● **What to work on**
Please count the lines in the records below that contain the word "plant" and give only that number.

● **The records**
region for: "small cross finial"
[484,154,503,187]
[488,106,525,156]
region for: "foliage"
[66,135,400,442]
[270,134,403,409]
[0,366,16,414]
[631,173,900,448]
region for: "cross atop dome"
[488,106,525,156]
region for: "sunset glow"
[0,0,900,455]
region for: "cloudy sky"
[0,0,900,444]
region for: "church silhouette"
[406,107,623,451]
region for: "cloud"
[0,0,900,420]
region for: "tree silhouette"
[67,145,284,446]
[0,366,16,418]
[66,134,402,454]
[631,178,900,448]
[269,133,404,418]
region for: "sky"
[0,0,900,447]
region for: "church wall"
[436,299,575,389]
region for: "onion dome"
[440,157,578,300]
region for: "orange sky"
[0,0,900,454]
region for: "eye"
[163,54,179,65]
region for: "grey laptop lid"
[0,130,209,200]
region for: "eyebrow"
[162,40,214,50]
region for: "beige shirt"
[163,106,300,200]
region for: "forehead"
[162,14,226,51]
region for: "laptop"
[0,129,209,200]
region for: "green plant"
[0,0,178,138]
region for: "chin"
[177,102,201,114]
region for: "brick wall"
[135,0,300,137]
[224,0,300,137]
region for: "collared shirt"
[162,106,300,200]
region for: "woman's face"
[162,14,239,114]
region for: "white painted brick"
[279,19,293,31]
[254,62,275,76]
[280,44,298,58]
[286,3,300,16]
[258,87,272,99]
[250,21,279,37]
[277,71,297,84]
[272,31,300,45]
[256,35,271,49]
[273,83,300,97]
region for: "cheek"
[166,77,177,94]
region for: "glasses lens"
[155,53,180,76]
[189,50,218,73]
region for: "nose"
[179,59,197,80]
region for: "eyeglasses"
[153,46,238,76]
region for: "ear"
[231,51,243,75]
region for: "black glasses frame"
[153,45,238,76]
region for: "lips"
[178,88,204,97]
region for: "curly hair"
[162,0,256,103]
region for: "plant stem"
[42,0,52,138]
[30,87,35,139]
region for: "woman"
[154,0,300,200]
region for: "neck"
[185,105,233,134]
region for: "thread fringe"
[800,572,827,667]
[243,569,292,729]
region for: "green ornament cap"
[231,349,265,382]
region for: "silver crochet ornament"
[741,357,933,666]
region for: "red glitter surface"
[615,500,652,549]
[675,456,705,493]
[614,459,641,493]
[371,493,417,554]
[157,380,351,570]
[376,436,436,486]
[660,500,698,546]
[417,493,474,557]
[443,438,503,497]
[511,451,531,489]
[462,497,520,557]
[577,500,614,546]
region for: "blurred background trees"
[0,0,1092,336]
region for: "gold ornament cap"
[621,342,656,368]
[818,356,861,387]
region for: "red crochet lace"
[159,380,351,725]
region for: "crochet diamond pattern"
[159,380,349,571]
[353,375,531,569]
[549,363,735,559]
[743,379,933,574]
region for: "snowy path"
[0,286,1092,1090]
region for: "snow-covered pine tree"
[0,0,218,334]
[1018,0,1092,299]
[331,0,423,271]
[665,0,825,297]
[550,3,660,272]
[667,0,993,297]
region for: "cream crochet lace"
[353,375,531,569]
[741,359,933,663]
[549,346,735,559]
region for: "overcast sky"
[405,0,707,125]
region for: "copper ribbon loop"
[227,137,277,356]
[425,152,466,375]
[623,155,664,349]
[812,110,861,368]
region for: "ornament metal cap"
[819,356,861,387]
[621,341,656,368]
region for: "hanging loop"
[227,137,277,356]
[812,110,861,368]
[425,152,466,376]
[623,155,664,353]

● **Response to this exercise**
2